[Point-per-instance localization data]
+===+

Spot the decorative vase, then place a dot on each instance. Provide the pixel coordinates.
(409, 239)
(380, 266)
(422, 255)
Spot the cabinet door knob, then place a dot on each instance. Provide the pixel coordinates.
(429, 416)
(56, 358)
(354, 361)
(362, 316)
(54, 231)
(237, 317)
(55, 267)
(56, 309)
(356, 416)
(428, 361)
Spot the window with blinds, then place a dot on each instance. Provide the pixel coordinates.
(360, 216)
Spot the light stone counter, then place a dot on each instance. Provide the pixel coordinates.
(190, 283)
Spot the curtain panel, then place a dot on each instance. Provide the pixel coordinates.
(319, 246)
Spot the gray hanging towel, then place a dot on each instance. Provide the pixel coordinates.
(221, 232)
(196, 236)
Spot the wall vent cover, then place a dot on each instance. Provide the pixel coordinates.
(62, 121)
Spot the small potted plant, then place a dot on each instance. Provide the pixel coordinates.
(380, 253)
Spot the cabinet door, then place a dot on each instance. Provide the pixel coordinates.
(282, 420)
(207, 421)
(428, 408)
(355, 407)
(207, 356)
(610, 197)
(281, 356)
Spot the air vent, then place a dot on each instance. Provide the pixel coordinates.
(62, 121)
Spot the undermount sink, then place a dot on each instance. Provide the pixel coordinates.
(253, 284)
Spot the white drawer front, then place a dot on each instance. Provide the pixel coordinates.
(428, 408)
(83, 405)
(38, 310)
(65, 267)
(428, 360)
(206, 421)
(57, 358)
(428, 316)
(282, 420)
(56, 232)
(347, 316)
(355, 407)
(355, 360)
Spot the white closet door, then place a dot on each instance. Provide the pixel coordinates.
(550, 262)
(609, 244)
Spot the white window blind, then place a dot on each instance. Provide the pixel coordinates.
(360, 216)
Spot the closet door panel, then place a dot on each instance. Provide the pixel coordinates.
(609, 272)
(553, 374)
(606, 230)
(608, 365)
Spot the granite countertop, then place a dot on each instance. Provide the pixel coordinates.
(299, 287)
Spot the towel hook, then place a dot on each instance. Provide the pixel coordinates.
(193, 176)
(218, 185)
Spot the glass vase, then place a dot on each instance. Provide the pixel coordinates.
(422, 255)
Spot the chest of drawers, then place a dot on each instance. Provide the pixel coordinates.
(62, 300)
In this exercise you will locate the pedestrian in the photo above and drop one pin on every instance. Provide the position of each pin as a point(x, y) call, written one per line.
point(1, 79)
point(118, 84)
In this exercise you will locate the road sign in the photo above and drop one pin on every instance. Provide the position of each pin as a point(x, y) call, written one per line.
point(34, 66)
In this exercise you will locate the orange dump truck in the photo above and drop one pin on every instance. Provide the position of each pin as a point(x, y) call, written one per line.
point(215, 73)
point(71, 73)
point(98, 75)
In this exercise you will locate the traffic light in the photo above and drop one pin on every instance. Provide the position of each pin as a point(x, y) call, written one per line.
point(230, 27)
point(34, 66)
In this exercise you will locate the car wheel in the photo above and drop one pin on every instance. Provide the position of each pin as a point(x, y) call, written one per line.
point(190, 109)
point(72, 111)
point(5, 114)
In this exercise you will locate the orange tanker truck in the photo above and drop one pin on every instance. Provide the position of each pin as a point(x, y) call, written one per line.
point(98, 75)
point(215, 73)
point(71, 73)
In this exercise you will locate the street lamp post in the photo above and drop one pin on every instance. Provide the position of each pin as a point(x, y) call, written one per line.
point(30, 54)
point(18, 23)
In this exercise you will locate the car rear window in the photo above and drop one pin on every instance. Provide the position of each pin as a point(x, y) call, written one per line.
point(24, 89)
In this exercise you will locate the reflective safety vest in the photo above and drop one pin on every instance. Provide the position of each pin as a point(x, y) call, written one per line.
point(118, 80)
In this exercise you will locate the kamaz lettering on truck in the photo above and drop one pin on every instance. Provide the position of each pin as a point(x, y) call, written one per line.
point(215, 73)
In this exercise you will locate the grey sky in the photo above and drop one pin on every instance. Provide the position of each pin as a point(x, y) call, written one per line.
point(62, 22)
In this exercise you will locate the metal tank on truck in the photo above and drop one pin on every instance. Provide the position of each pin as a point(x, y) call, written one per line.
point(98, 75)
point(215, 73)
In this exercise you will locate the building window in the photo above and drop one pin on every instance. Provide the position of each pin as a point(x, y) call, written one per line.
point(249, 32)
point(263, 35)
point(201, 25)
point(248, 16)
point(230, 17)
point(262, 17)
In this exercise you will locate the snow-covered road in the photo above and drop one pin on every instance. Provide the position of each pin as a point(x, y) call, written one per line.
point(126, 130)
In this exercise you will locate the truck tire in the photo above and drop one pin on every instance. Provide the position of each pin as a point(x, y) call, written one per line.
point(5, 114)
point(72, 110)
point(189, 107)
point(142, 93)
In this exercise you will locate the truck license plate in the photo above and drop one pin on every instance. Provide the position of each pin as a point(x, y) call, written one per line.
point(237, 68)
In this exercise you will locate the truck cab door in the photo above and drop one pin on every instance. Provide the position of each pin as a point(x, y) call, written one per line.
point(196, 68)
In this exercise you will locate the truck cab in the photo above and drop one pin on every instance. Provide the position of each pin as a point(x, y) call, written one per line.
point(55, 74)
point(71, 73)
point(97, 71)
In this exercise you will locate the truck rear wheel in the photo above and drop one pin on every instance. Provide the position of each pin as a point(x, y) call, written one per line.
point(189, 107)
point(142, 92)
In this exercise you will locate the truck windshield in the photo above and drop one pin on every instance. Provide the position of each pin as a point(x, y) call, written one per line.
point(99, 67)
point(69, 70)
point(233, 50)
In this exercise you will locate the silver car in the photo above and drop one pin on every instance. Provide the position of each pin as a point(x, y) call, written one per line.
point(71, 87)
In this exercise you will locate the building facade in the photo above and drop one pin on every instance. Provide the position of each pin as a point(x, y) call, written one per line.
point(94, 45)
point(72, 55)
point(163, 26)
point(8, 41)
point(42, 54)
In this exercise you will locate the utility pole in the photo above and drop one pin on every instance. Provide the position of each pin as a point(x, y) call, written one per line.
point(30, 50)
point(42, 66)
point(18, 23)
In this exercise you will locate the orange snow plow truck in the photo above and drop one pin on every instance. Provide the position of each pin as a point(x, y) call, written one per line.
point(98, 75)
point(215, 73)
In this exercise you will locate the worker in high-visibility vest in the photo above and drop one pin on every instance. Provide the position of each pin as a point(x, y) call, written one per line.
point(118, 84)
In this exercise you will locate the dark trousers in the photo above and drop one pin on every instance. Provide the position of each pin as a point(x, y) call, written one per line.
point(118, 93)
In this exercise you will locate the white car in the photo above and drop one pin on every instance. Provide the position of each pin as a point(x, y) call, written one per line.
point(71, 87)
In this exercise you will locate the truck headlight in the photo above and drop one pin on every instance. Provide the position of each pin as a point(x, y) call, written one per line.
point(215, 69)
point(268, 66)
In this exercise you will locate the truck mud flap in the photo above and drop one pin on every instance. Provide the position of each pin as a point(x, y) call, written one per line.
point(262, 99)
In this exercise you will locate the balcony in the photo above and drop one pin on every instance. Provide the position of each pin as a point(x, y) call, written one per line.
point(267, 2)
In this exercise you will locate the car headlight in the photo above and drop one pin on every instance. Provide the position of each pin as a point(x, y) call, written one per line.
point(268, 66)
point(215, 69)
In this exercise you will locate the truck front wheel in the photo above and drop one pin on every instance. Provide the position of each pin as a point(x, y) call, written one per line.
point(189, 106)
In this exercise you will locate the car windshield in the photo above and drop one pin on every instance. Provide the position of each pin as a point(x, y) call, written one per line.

+===+

EXERCISE REQUIREMENTS - Give back every entry, word for word.

SOLVED PROBLEM -
Spot the decorative vase, then place a dot on each instance. Provide the pixel coordinates.
(409, 239)
(380, 266)
(422, 255)
Spot the cabinet door knob, then place a dot on each instance. Provide the pixel coordinates.
(429, 416)
(56, 358)
(354, 361)
(362, 316)
(54, 231)
(237, 317)
(55, 267)
(56, 309)
(356, 416)
(428, 361)
Spot the window with blinds, then place a dot on each instance. Provide the pixel coordinates.
(360, 216)
Spot the light stone counter, then place a dot on each instance. Provide the pixel coordinates.
(190, 283)
Spot the curtain panel, then place a dot on each instance. Provide the pixel coordinates.
(319, 246)
Spot the gray hanging towel, then place a dot on each instance. Provide the pixel coordinates.
(221, 232)
(196, 236)
Spot the wall vent cover, then place a dot on each instance. Provide the pixel coordinates.
(62, 121)
Spot the small potted plant, then place a dot on each instance. Provide the pixel coordinates.
(380, 253)
Spot the cabinet door, then place a dot on each instance. Provide the pixel coordinates.
(282, 420)
(207, 421)
(428, 408)
(355, 407)
(207, 356)
(610, 197)
(281, 356)
Spot the air vent, then place a dot on each instance. Provide the pixel coordinates.
(62, 121)
Spot the undermount sink, then place a dot on each instance. Provide the pixel coordinates.
(253, 284)
Spot the white drawer front, then place a dot on each instance. Provide the pixel coordinates.
(428, 408)
(83, 405)
(38, 310)
(65, 267)
(428, 360)
(206, 421)
(57, 358)
(428, 316)
(282, 420)
(56, 232)
(347, 316)
(355, 407)
(355, 360)
Spot the white closet door, then place a dot on each instance. Provide the pixel coordinates.
(550, 262)
(609, 244)
Spot the white window blind, then place a dot on each instance. Provide the pixel coordinates.
(360, 216)
Spot the closet door panel, then place a dot on each instance. Provide the pixel coordinates.
(609, 272)
(553, 374)
(606, 230)
(608, 365)
Spot the granite countertop, then place a dot on each instance. Provide the pixel coordinates.
(299, 287)
Spot the towel hook, then place a dot on each instance. Provide the pixel coordinates.
(193, 176)
(218, 185)
Spot the glass vase, then place a dot on each instance. Provide the pixel coordinates.
(422, 255)
Spot the chest of drawers, then place a dot on each instance. Provide the pixel coordinates.
(62, 300)
In this exercise you will locate the pedestrian in the photo above and drop one pin on every instance. Provide the position of each pin as a point(x, y) call, written one per line.
point(1, 79)
point(118, 84)
In this exercise you will locate the road sign in the photo above and drop one pin on every instance. Provide the position of each pin as a point(x, y) call, written one per line.
point(34, 66)
In this exercise you will locate the orange dump truck in the photo above and drop one pin on every instance. Provide the position of each pin as a point(x, y) call, written one per line.
point(215, 73)
point(71, 73)
point(98, 75)
In this exercise you will locate the traffic light in the photo above and drop one pin on every instance. Provide the position of each pin as a point(x, y) call, written one per line.
point(230, 27)
point(34, 66)
In this exercise you will locate the car wheel in the photo above and drop one pin on every instance. Provide the position of each pin as a point(x, y) call, written one per line.
point(190, 109)
point(72, 111)
point(5, 114)
In this exercise you will locate the orange tanker truck in the photo above and drop one pin on every instance. Provide the position of each pin as a point(x, y) call, written one per line.
point(98, 75)
point(215, 73)
point(71, 73)
In this exercise you will locate the street lamp post in the photo above and drop one pin on every instance. Provide the position of each pin as a point(x, y) call, written one per line.
point(30, 54)
point(18, 23)
In this exercise you will locate the car rear window in the photo above and drop one pin on every instance. Provide the position of each pin as a point(x, y) call, written one per line.
point(24, 89)
In this exercise you will locate the reflective safety vest in the photo above and drop one pin on every instance. Provide the position of each pin as a point(x, y) call, written one per line.
point(118, 80)
In this exercise you will locate the kamaz lettering on truck in the photo above and drop one pin on every instance. Provide the position of each pin as a point(x, y) call, written one per line.
point(215, 73)
In this exercise you will locate the grey sky in the photo above and drop one pin on every instance. Provide the position of each pin as a point(x, y) call, written one per line.
point(62, 22)
In this exercise you will locate the metal tank on truck in the photo above and drop one pin on every instance. Provide the position of each pin as a point(x, y) call, written one per line.
point(98, 75)
point(215, 73)
In this exercise you will locate the building window in the photo above and drop one pin on every instance. Provide the position of each pin as a point(x, y) call, written one per line.
point(249, 32)
point(263, 35)
point(201, 25)
point(248, 16)
point(230, 17)
point(262, 17)
In this exercise you will locate the snow-covered road in the photo above and drop one pin on every instance. Provide the position of each pin as a point(x, y) call, written one per line.
point(126, 130)
In this exercise you will locate the truck tire in the photo above and drop one pin on every instance. Provide the position of each pin as a point(x, y) call, written one per line.
point(5, 114)
point(72, 110)
point(189, 107)
point(142, 93)
In this exercise you will locate the truck license plate in the photo above and drop one pin on every instance. Provide the position of each pin as a point(x, y) call, written one per line.
point(237, 68)
In this exercise you will locate the truck cab door in the photo above and drop one pin on every instance. Provide the position of each pin as a point(x, y) call, written one per line.
point(196, 68)
In this exercise you will locate the truck cab in the photo above and drop one pin on every instance. Provide the position of each pin as a point(x, y) call, written one per line.
point(55, 74)
point(71, 73)
point(97, 71)
In this exercise you will locate the truck rear wheel in the photo above and drop one pin on every instance. Provide the position of each pin as a point(x, y) call, written one per line.
point(189, 107)
point(142, 92)
In this exercise you will locate the truck windshield in the photo above and drop one pin on every instance. Provide the position of each pin as a point(x, y) call, written one per line.
point(99, 67)
point(69, 70)
point(233, 50)
In this exercise you will locate the silver car in the photo above and drop one pin on every instance. Provide the position of each pin as a point(x, y) call, written one per line.
point(71, 87)
In this exercise you will locate the building facade in the photo above and drop one pin on every instance. Provide the position of each pin as a point(x, y) call, written one per line.
point(94, 45)
point(72, 55)
point(163, 26)
point(8, 41)
point(42, 54)
In this exercise you will locate the utility pole in the photo above and drop one pin on every instance. Provide the position of each pin as a point(x, y) call, written one per line.
point(30, 50)
point(42, 66)
point(18, 23)
In this exercise you will locate the orange snow plow truck in the photo above and drop one pin on every instance. Provide the position of each pin as a point(x, y) call, written one per line.
point(98, 75)
point(215, 73)
In this exercise you will locate the worker in high-visibility vest in the photo above and drop one pin on every instance. Provide the position of each pin as a point(x, y) call, written one per line.
point(118, 84)
In this exercise you will locate the dark trousers in the photo above and drop one pin on every instance. Provide the position of each pin as a point(x, y) call, written one per line.
point(118, 93)
In this exercise you will locate the white car in the photo above and drop one pin on every instance. Provide the position of each pin as a point(x, y) call, written one per line.
point(71, 87)
In this exercise you will locate the truck headlight in the photo above and drop one pin on every instance. Provide the position of each pin as a point(x, y) call, written one per line.
point(215, 69)
point(268, 66)
In this exercise you will locate the truck mud flap in the photo above and drop one pin on every instance. Provide the position of each pin as a point(x, y) call, written one per line.
point(262, 99)
In this exercise you will locate the balcony in the photo above and drop one pin on every instance. Provide the position of each pin as a point(x, y) call, written one per line.
point(267, 2)
In this exercise you will locate the car headlight in the photo above and drop one pin on every instance. Provide the position of each pin as a point(x, y) call, written one per line.
point(268, 66)
point(215, 69)
In this exercise you will locate the truck front wheel in the photo above and drop one pin on every instance. Provide the position of each pin as a point(x, y) call, written one per line.
point(189, 106)
In this exercise you will locate the car windshield in the photo above and drop one pin on every instance. Provide the position of each pin as a point(x, y) call, written one per line.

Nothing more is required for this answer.